**Source passage:**
*** Begin section ***
So, chances are you’ve already started your backyard garden. And you may be considering what you will do to get rid of weeds. Is it safe to use those weed-killing pesticides that your local garden center store? If you’ve heard the news lately, you’re likely hearing more and more about toxicity and safety issues associated with pesticides and herbicides.
Glyphosate: “Probably Carcinogenic” or Liable for Damages and Wrongful Death?
Glyphosate, the main ingredient in a popular weed killer, is drawing much attention. Dubbed “probably carcinogenic to humans” by the World Health Organization in the year 2015, glyphosate is now the target of many lawsuits from cancer patients who insist (and rightly so, as you’ll see as you read on) that glyphosate exposure led to their cancers.
In fact, in August of 2018, a jury awarded a terminally ill man $289 million (later reduced to 78 million) in a lawsuit against Monsanto (now Bayer), makers of Roundup© herbicide.1Then, in March of 2019, another jury awarded a man who blamed Roundup© for his cancer more than $80 million in damages.2 Attorneys say these cases could help determine the fate of hundreds of similar lawsuits.
Furthermore, U.S. Right to Know, an organization committed to “pursuing truth and transparency in America’s food system,” share that 11,000 people have filed suit against Monsanto/Bayer, alleging that exposure to Roundup© caused them or their loved ones to manifest non-Hodgkin lymphoma and that Monsanto concealed the risks.
*** End section ***
**Try it:**
Can you print, word for word, the part of the glyphosate article that opens with the words containing "So, chances are" and closes with "and Wrongful Death?"?

(Records in a dataset)
*** Begin section ***
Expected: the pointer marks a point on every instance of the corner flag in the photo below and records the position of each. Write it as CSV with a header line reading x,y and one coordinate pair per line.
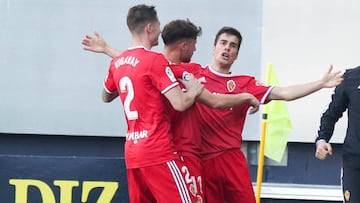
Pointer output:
x,y
278,122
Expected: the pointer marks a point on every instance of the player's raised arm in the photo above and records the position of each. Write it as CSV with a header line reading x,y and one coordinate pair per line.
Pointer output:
x,y
330,79
98,44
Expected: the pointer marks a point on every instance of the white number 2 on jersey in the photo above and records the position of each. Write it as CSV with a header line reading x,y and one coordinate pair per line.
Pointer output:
x,y
127,86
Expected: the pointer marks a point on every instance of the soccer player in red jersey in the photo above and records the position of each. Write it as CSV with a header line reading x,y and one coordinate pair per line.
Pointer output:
x,y
145,83
226,175
179,37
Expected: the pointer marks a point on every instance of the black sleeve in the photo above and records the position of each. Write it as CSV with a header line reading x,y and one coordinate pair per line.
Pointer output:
x,y
335,110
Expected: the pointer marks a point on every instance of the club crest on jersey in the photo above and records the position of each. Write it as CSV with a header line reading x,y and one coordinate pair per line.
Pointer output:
x,y
185,76
170,74
231,85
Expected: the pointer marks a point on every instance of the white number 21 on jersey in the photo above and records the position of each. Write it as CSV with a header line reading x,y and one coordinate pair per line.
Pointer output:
x,y
127,86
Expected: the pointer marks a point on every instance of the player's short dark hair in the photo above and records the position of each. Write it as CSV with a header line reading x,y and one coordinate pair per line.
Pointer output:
x,y
139,16
230,31
179,29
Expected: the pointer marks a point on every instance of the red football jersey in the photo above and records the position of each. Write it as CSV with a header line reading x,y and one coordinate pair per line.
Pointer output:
x,y
141,77
221,129
185,125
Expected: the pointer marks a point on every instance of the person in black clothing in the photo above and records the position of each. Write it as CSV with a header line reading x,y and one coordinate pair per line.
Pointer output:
x,y
345,97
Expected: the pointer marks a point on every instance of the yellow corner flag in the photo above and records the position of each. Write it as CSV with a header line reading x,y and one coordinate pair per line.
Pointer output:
x,y
278,122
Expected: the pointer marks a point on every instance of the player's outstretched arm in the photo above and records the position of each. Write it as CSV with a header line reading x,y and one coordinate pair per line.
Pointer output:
x,y
329,80
98,44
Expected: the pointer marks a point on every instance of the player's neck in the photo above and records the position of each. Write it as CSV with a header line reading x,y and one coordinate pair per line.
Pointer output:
x,y
220,68
172,56
137,41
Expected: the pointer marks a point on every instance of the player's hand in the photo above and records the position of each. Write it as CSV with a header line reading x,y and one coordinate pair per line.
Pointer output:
x,y
323,149
332,79
94,43
254,104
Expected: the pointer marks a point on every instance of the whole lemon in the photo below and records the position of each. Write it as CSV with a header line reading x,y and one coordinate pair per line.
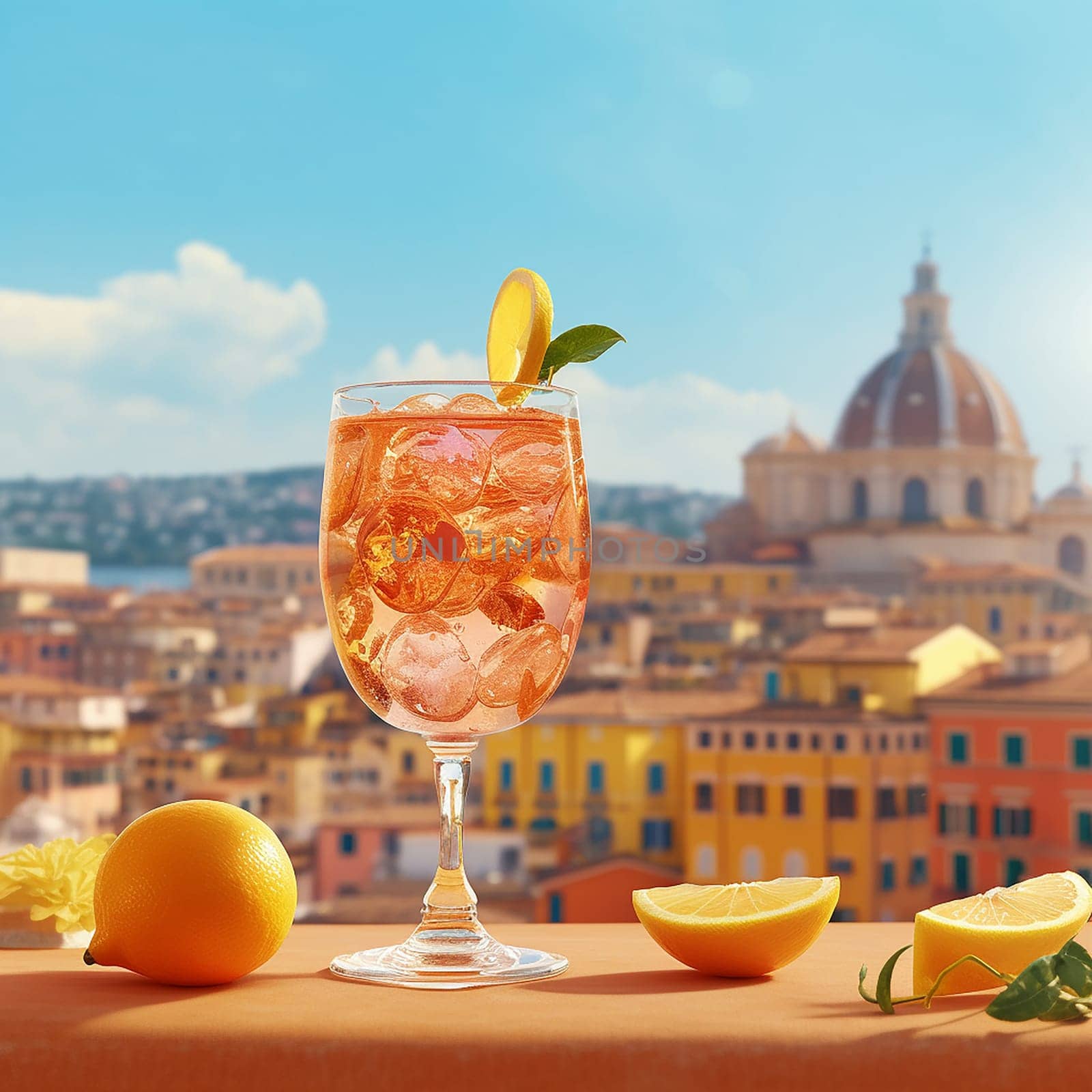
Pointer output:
x,y
195,893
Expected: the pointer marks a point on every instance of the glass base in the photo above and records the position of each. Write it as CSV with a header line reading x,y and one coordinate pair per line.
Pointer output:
x,y
449,959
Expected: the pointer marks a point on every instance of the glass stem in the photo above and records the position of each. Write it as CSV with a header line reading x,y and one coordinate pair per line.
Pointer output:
x,y
450,904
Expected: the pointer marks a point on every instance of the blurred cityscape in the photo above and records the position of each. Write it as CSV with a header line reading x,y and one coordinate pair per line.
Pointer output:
x,y
882,667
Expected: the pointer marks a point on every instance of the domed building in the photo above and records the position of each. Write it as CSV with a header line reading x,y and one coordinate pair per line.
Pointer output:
x,y
928,461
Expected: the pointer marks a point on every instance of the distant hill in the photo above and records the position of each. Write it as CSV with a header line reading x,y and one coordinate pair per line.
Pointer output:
x,y
163,521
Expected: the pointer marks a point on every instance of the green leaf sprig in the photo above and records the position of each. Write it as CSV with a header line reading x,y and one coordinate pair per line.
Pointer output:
x,y
577,345
1052,988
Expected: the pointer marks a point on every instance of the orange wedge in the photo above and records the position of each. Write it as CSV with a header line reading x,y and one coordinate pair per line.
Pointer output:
x,y
519,328
1007,928
738,931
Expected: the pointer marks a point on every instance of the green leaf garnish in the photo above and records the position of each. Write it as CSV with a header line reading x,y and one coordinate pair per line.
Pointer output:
x,y
884,982
1074,968
1032,993
1052,988
577,345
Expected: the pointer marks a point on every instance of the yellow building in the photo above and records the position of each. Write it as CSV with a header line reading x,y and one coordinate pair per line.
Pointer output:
x,y
882,669
60,742
673,586
779,791
599,773
1005,602
295,720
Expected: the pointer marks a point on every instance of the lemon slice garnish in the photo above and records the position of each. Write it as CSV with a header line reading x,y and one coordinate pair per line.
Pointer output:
x,y
519,329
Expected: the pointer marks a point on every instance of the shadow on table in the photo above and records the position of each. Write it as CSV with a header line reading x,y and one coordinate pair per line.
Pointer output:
x,y
76,995
642,982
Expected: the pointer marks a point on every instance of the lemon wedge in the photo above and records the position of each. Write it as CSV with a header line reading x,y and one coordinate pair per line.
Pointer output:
x,y
738,931
519,328
1007,928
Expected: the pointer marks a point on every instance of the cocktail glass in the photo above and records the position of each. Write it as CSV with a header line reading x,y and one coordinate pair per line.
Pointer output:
x,y
455,556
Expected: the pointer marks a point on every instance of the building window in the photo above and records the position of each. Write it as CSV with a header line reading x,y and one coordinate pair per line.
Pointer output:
x,y
1014,751
861,500
958,748
915,502
773,686
887,804
961,873
841,802
793,801
655,778
1011,822
657,835
595,778
751,800
919,872
1072,555
1082,753
546,777
975,498
958,819
917,801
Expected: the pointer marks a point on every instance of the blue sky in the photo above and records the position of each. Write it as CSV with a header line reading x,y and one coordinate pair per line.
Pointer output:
x,y
741,189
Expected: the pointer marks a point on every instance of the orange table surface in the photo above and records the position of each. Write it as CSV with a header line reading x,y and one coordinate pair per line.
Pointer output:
x,y
625,1016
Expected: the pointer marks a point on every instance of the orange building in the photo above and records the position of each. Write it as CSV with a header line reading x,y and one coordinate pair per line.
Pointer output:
x,y
1011,770
599,893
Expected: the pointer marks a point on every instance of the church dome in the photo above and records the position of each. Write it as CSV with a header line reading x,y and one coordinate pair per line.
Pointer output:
x,y
1076,493
928,393
790,440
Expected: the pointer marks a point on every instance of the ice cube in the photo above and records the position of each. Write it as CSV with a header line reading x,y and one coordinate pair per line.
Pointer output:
x,y
532,460
442,461
476,404
509,606
422,404
354,611
571,529
427,669
502,670
336,558
411,547
349,449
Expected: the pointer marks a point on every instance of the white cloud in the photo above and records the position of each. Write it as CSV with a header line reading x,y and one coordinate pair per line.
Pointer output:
x,y
685,429
203,322
149,374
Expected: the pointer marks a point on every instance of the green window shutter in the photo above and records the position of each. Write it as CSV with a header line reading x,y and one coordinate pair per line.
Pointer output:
x,y
1082,753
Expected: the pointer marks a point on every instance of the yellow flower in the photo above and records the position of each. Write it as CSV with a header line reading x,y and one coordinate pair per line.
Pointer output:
x,y
55,880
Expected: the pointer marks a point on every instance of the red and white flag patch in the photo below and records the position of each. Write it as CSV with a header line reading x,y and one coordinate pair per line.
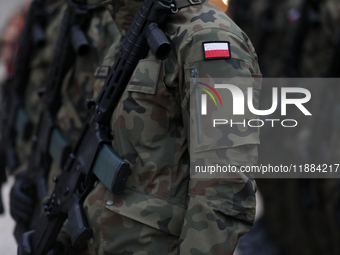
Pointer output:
x,y
216,50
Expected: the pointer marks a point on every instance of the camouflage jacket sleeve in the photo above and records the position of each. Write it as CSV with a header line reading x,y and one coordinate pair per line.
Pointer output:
x,y
219,209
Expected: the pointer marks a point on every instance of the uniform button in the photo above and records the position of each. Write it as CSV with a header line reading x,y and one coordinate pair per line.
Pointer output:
x,y
109,202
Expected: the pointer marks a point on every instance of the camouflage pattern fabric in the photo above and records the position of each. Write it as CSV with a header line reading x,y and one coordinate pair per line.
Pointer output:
x,y
301,216
162,210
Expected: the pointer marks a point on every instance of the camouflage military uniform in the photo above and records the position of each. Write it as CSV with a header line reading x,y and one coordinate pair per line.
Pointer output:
x,y
162,210
40,67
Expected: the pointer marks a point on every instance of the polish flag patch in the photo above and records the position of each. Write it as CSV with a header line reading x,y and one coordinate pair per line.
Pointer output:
x,y
216,50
*** End section ***
**Task result:**
So, chances are you’ve already started your backyard garden. And you may be considering what you will do to get rid of weeds. Is it safe to use those weed-killing pesticides that your local garden center store? If you’ve heard the news lately, you’re likely hearing more and more about toxicity and safety issues associated with pesticides and herbicides.
Glyphosate: “Probably Carcinogenic” or Liable for Damages and Wrongful Death?